Please write out all of the entries beneath this line exactly, skipping the pictures.

Records drawn from a dataset
- - -

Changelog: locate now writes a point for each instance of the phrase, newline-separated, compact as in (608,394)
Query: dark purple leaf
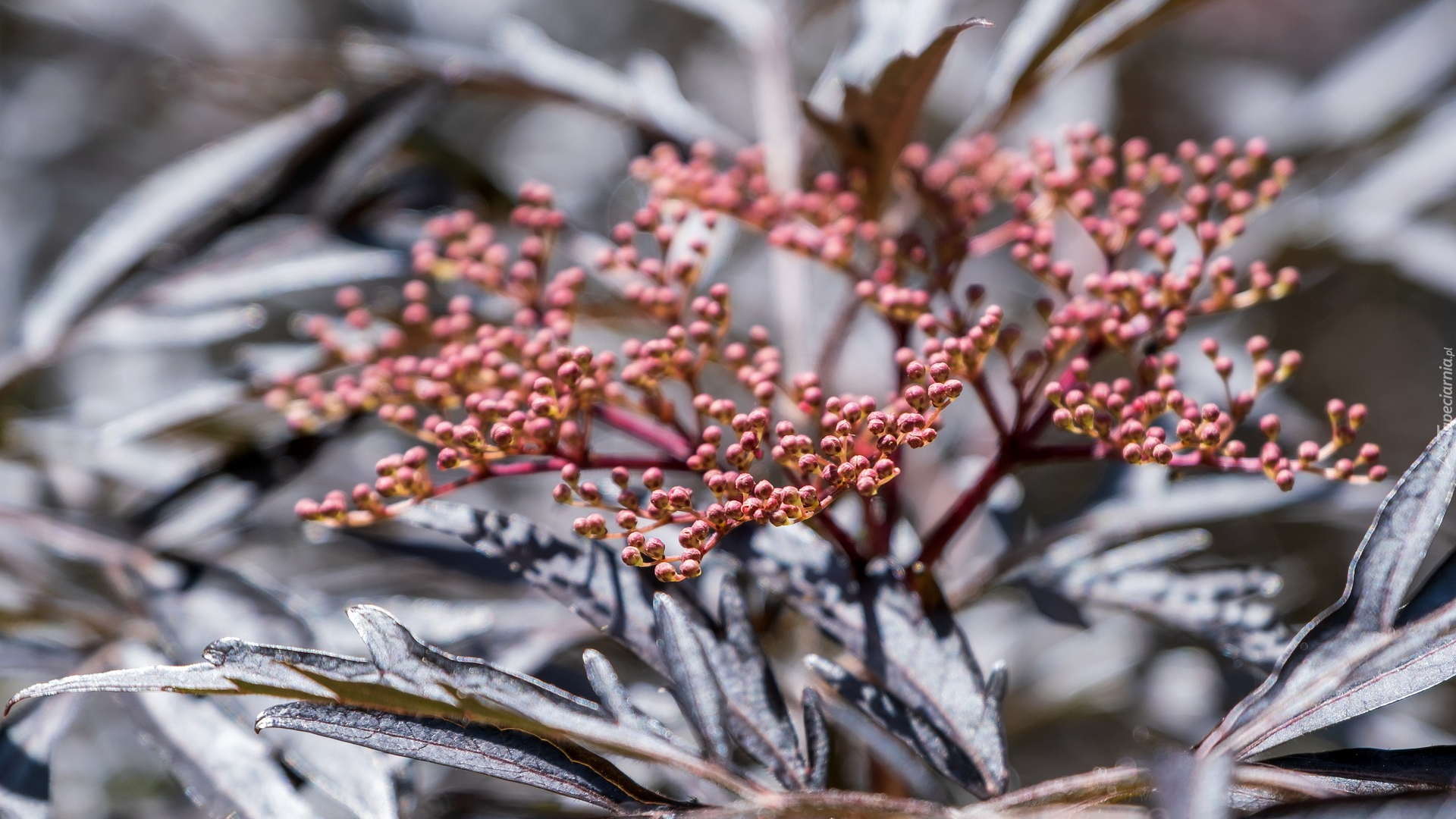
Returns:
(27,745)
(1028,36)
(226,768)
(584,576)
(402,110)
(1359,654)
(877,123)
(506,754)
(1420,806)
(758,716)
(893,716)
(695,686)
(922,659)
(1417,768)
(402,676)
(816,738)
(615,701)
(161,207)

- - -

-- Output of the task --
Changelog: locate now writes a point for each instance of the phrase, newline-separated, compact as in (608,394)
Query: dark purple leaf
Returns:
(27,745)
(1028,36)
(226,768)
(584,576)
(402,110)
(1359,654)
(877,123)
(506,754)
(1420,806)
(758,716)
(893,716)
(695,686)
(922,659)
(1417,768)
(402,676)
(816,738)
(615,701)
(161,207)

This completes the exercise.